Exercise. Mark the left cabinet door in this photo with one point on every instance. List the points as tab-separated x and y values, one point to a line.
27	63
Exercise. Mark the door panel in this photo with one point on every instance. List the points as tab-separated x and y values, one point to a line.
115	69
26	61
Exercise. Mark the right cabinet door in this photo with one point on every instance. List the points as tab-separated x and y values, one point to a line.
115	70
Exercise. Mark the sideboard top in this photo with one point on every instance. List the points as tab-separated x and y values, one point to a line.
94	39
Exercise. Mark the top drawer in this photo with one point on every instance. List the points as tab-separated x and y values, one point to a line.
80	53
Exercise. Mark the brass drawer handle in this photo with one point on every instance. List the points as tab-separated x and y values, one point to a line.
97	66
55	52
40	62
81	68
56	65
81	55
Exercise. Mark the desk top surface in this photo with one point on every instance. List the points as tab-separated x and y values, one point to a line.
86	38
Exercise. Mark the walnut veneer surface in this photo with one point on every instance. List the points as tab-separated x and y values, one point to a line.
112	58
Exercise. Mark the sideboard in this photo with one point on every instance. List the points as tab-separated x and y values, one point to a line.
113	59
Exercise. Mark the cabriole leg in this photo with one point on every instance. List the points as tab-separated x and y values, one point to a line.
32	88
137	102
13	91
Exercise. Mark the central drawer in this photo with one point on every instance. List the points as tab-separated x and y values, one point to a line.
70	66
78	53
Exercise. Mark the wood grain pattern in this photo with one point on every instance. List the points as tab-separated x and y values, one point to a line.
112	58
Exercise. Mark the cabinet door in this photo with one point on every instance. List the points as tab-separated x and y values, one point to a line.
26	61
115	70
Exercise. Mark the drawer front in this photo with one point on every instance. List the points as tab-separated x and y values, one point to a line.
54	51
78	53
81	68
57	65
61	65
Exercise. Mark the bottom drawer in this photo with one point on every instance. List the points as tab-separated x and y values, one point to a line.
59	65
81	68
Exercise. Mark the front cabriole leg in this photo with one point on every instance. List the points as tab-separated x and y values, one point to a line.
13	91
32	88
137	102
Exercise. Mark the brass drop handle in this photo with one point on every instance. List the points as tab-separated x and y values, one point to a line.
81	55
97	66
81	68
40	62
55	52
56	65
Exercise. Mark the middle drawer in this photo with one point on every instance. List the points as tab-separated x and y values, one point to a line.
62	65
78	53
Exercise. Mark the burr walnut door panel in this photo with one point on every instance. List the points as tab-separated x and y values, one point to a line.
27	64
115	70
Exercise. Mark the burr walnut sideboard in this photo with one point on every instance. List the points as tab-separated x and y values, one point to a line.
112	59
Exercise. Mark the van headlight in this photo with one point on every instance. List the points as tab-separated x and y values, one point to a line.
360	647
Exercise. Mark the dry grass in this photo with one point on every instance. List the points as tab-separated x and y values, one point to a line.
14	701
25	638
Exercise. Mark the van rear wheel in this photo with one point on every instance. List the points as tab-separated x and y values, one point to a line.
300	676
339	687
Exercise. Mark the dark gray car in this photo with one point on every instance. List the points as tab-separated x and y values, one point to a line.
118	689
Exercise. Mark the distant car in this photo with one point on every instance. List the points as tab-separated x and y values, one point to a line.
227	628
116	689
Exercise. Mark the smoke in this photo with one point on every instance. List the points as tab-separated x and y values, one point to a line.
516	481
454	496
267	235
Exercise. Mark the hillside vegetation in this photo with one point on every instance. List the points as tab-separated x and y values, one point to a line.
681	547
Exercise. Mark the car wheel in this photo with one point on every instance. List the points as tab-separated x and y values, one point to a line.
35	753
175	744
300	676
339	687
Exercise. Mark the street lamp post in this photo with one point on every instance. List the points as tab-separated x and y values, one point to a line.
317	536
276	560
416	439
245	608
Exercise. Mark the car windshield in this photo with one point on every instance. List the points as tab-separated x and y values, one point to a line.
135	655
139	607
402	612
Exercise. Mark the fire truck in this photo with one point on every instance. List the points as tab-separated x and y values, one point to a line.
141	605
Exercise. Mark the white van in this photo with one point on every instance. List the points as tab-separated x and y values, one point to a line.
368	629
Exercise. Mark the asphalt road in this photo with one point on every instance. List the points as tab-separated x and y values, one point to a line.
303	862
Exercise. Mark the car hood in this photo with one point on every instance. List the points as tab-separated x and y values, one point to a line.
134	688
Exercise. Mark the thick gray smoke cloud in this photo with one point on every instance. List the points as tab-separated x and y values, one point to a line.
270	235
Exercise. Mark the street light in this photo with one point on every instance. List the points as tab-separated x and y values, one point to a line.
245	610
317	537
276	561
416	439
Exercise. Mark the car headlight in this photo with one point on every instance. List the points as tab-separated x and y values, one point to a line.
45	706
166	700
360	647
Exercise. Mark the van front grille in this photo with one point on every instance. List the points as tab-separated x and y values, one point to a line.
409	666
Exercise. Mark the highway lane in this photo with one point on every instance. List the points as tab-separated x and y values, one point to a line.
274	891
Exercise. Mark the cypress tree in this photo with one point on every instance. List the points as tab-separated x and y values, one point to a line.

### OBJECTIF VISÉ
Renommez « sideboard » en « credenza » dans l'ensemble des enregistrements ci-dessus, puis reproduisez-les sans aucune autre modification.

### RÉPONSE PROPOSÉE
Exercise. Mark the left cabinet door in this photo with one point on every instance. List the points as tab-separated x and y values, one point to a line.
27	63
Exercise. Mark the door panel in this photo with one point on every instance. List the points as tab-separated x and y values, one point to a line.
115	69
26	61
Exercise. Mark the right cabinet door in this photo with one point on every instance. List the points as tab-separated x and y values, one point to a line.
115	70
Exercise. Mark the credenza top in this photo with one point on every instance. List the points as tab-separated x and y values, one point to a line.
94	39
Exercise. Mark the top drawer in this photo with one point on every instance. List the points as tab-separated x and y values, one point to a line.
80	53
Exercise. Mark the brass drawer handle in this photo with one point on every instance. List the points as tab-separated x and y values, one point to a line.
97	66
55	52
40	62
81	68
56	65
81	55
Exercise. Mark the desk top surface in this photo with one point on every instance. List the points as tab-separated x and y values, one point to a line.
86	38
Exercise. Mark the walnut veneer surface in this photo with one point on every instance. List the points as tab-separated x and y values, one point to a line.
112	58
Exercise. Mark the credenza in this photo with one point on every instance. List the points as tab-separated x and y values, one point to a line.
113	59
Exercise. Mark the cabriole leg in this photo with one point on every instance. List the points as tab-separated x and y values, one point to a line.
32	88
137	102
13	91
Exercise. Mark the central drawer in this photo with one point on every instance. List the points as tab-separated x and y values, one point to a line.
70	66
78	53
Exercise. Mark the wood grain pattern in this photo with one point on every instance. List the points as tab-separated x and y values, one point to a line.
112	58
Exercise. Mark the cabinet door in this photo with one point on every instance. List the points as tab-separated x and y values, one point to a line.
26	61
115	70
Exercise. Mark the drawer front in this photo with one point on every instance. List the points as tab-separated x and y values, one point to a line.
54	51
78	53
81	68
57	65
61	65
Exercise. Mark the bottom drawer in this photo with one point on every instance. List the points as tab-separated x and y values, one point to a line.
59	65
81	68
Exercise. Mark the front cabriole leg in this photo with one point on every instance. List the points as tab-separated x and y values, one point to a line.
13	91
32	88
137	102
Exercise. Mark the brass drop handle in this photo with one point on every instance. List the points as tab-separated x and y values, one point to a line.
81	55
97	66
81	68
40	62
55	52
56	65
Exercise. Mark the middle drawer in this photo with one point on every instance. List the points as tab-separated x and y values, one point to a line.
62	65
78	53
Exercise. Mark the burr walnut door panel in this photo with one point on every instance. List the points as tab-separated x and y values, one point to a line.
27	64
115	70
Exercise. Mark the burr walnut credenza in this photo with one point on every instance. List the points as tab-separated x and y values, one point to a line.
112	59
Exercise. Mark the van headlight in this photo with one point on every instance. List the points as tab-separated x and y values, one point to a line.
360	647
Exercise. Mark the dry grass in this photo with one point on every instance. List the points as tab-separated x and y values, one point to a line.
14	701
25	638
Exercise. Mark the van rear wheel in this photo with one point on every instance. List the points as tab-separated x and y values, one point to a line.
300	676
339	687
Exercise. Mark the dark gray car in this photo with one point on every instance. List the points as tab-separated x and y values, one point to a line.
118	689
Exercise. Mark the distant car in this photo with one point on every instance. List the points as tab-separated x and y values, one point to a line.
227	628
116	689
Exercise. Mark the smoke in this photo with one point on every instance. List the points as tab-separated x and y values, one point to a line.
516	481
454	496
267	235
Exercise. Mark the hillside vegetation in this photo with one point on every instance. List the points as tab-separated x and y values, one point to a line.
681	547
Exercise. Mark the car wheel in this photo with one point on every instance. List the points as tab-separated x and y values, one point to a line.
35	753
175	744
300	676
339	687
Exercise. Mark the street lamp post in this photo with one point on every instance. List the points as tab-separated x and y values, one point to a line.
317	536
276	560
416	439
245	608
Exercise. Mark the car windshield in this photo with one point on every instance. List the points as tab-separated x and y values, one point to a line.
135	655
139	607
402	612
Exercise. Mark the fire truck in this photo with one point on every instance. List the points as tab-separated x and y values, one point to a line.
141	605
Exercise. Mark the white van in this photo with one point on every instance. List the points as tab-separated x and y values, one point to a line.
368	629
Exercise. Mark the asphalt road in this photo with one point on every instance. List the points as tab-separated x and y values, one point to a line.
303	862
Exercise. Mark the car hood in this photo with one point on every instance. List the points as tab-separated x and y values, one point to a line.
134	688
Exercise. Mark the thick gray smoke cloud in this photo with one point on every instance. List the points as tab-separated x and y values, one point to a line.
270	235
Exercise. Mark the street light in this photo with one point on every instance. List the points as tab-separated x and y values, one point to a line.
245	610
317	537
276	561
416	439
Exercise. Mark the car headlight in this photo with one point on every instance. List the points as tab-separated x and y values, one point to a line.
45	706
166	700
360	647
Exercise. Mark the van front grille in this photo with one point on every instance. List the points as tab-separated x and y values, one point to a line.
409	666
Exercise. Mark the highway lane in this photo with one point on every instance. List the points as tab-separated x and y values, one point to a line.
274	891
Exercise. Mark the cypress tree in this photo with one point on every instance. List the points as tab-separated x and y values, one point to a line.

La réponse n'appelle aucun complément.